[Entries shown]
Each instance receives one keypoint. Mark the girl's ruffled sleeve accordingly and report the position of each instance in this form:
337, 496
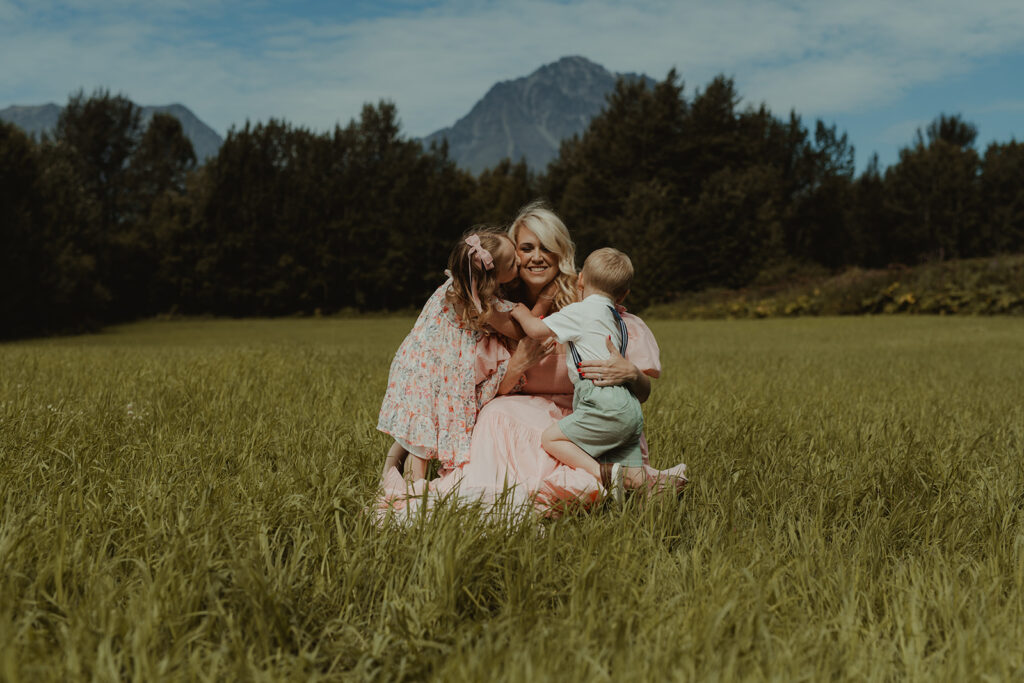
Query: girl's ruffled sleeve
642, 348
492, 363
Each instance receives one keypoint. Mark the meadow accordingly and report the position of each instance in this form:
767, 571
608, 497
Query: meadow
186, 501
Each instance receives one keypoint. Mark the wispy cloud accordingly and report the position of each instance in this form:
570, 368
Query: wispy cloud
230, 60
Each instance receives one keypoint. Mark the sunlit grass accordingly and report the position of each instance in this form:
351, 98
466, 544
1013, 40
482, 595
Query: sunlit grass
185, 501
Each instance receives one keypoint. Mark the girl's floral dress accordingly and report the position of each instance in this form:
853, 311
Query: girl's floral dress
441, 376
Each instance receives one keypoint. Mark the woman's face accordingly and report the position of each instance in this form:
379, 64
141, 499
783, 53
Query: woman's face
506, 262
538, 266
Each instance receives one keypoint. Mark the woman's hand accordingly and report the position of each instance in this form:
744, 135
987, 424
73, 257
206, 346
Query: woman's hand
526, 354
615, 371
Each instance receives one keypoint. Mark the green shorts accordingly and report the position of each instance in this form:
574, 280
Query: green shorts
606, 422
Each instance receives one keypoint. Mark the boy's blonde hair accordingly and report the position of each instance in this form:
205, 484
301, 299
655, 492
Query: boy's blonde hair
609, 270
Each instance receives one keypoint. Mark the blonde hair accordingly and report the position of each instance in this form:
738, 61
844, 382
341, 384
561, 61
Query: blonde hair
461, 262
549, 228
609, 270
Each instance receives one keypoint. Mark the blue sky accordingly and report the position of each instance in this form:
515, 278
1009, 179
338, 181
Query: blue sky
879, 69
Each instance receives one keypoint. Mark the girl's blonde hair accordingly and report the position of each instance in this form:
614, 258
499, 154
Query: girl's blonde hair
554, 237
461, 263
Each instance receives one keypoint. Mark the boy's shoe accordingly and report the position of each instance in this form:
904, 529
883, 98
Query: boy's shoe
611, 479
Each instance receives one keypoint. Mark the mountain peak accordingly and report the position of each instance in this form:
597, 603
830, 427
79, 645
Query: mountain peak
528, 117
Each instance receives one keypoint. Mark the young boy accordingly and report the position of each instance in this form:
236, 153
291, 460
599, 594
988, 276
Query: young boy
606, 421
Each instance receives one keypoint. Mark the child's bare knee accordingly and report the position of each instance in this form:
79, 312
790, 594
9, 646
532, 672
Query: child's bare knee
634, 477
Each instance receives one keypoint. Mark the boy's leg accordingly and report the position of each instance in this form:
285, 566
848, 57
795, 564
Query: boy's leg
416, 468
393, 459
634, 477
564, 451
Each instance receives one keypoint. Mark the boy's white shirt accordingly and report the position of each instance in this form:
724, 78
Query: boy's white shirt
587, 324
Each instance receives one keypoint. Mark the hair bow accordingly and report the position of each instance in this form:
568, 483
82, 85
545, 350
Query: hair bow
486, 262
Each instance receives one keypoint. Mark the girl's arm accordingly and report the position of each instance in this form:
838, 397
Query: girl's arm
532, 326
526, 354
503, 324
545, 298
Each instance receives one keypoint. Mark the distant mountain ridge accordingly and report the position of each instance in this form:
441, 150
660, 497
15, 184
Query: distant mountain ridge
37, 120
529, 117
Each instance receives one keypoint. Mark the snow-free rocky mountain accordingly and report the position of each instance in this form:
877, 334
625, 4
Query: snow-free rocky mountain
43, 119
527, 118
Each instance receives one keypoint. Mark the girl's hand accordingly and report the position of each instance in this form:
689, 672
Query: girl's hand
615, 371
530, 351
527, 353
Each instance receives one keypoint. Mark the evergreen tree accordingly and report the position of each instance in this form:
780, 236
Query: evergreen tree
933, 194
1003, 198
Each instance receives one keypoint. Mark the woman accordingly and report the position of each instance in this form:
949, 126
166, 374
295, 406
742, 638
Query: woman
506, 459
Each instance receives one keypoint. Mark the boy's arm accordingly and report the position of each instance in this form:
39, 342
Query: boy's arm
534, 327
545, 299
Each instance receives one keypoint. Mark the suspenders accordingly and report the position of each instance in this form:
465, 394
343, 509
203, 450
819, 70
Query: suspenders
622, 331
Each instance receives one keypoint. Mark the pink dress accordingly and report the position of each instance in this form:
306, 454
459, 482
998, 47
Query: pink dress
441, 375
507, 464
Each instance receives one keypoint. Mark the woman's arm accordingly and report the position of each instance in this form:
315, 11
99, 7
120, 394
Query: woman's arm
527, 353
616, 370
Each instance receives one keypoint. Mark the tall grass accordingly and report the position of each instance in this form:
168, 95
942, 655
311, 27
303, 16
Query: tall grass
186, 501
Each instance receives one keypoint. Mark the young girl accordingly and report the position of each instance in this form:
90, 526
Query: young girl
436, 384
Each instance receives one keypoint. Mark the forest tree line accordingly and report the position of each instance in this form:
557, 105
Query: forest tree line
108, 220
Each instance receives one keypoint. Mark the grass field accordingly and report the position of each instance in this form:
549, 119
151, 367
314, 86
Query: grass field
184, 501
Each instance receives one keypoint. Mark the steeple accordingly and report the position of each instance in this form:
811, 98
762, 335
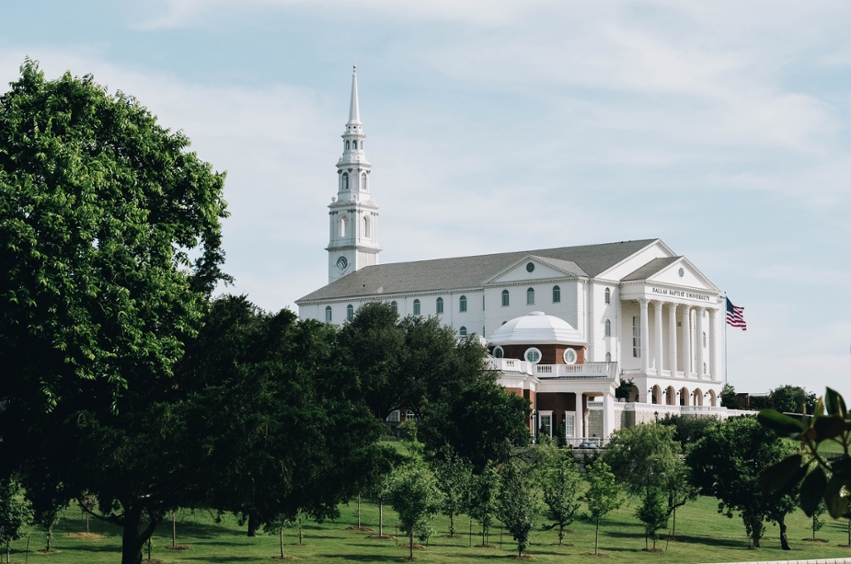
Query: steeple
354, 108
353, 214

==

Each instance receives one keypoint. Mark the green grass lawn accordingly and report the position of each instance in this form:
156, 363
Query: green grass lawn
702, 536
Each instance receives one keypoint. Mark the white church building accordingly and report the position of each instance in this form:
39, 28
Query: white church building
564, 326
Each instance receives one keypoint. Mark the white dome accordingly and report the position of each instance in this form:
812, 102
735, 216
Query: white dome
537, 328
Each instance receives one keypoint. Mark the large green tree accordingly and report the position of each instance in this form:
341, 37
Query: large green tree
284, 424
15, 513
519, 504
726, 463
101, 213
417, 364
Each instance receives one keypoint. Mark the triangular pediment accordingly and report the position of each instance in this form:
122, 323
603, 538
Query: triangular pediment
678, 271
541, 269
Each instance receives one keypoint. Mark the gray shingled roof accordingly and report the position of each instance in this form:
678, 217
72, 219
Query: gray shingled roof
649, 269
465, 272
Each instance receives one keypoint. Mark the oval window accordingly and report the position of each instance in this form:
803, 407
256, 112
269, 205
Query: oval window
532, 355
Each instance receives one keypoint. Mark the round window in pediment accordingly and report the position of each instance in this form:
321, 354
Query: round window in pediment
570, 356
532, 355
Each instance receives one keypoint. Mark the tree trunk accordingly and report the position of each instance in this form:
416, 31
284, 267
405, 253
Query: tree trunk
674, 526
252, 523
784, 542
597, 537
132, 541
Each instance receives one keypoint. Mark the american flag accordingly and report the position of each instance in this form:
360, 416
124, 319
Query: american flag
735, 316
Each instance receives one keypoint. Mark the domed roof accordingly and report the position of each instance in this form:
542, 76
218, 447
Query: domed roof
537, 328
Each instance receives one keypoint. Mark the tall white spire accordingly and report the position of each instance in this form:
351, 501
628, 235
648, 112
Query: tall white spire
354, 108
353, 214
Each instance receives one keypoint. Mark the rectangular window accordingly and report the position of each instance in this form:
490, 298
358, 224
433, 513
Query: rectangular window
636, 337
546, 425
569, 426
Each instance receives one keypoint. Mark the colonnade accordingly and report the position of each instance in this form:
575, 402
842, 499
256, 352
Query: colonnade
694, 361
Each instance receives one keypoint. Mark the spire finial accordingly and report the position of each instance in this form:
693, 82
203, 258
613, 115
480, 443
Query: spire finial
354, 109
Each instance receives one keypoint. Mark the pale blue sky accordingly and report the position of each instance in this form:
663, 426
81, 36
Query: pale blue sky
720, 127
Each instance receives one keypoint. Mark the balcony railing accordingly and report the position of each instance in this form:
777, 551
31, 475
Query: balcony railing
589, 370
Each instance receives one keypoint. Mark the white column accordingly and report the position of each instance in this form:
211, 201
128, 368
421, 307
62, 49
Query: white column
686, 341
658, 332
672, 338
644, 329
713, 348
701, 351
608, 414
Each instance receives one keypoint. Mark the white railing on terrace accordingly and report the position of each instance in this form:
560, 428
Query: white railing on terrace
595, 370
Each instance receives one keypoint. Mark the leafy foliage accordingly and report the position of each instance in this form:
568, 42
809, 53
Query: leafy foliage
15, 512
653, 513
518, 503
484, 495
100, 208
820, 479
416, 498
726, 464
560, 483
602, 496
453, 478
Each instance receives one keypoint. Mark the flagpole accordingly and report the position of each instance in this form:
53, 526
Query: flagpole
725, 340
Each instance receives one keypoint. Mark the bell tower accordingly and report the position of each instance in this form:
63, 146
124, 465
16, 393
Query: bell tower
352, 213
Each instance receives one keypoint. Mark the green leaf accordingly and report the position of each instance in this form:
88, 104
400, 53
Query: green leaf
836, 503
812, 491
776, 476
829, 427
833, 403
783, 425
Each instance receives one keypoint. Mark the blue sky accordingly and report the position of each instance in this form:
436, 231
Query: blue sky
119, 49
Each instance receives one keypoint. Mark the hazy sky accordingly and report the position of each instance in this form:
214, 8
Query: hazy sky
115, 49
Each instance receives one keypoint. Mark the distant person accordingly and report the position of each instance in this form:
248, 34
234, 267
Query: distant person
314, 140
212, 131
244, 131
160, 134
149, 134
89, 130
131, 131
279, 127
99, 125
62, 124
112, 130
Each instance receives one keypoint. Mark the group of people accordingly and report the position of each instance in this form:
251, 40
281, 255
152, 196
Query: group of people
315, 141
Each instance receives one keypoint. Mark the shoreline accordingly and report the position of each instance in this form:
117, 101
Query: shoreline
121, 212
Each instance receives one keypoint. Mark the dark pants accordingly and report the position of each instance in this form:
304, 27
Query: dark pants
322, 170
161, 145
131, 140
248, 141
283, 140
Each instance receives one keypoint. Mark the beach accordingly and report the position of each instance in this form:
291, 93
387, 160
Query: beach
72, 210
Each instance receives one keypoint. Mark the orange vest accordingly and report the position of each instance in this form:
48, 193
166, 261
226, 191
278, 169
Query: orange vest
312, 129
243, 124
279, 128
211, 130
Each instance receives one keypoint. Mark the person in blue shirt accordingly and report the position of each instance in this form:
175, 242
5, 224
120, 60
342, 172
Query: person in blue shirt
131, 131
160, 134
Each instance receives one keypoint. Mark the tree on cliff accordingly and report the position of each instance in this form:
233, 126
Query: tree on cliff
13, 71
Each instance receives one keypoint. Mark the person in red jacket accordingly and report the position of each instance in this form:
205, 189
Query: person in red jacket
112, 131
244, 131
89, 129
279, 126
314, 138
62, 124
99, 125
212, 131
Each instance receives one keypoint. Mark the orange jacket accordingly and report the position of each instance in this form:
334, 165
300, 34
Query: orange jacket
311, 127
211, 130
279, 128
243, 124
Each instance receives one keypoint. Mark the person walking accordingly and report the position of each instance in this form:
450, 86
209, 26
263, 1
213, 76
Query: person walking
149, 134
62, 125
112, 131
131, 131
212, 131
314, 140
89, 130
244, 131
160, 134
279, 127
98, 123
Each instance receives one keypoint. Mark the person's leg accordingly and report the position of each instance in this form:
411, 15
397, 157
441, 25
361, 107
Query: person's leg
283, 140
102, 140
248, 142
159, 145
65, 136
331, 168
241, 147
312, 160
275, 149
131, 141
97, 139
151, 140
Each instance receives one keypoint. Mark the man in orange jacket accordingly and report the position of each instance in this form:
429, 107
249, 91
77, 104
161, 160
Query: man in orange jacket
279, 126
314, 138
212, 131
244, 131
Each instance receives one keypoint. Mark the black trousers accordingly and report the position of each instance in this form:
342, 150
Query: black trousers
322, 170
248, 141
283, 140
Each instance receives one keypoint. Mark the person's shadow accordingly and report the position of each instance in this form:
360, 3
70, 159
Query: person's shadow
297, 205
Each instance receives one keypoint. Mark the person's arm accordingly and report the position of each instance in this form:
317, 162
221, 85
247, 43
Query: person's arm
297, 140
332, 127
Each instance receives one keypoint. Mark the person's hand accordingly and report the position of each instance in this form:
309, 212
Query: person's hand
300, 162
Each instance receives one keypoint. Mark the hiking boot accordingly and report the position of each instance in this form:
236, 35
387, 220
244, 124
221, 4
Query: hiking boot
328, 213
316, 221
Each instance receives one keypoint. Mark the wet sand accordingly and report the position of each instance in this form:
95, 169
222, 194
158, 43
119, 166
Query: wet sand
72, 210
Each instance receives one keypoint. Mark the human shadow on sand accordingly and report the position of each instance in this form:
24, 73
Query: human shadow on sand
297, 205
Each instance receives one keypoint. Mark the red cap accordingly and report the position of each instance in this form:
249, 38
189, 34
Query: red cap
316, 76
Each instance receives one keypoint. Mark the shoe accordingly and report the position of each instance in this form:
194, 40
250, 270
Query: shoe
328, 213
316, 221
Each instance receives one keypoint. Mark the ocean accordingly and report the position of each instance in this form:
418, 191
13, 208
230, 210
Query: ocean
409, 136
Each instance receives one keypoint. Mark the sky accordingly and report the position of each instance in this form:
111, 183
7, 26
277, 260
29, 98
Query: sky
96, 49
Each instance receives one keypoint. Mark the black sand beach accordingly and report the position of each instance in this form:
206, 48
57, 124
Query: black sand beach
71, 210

[Problem details] Gather every line in the material above that contains the string "floral", matching case exactly.

[Answer]
Each instance receives one keypoint. Mark the girl's floral dress accordingly and report the position of each instance in this form:
Query: girl's floral dress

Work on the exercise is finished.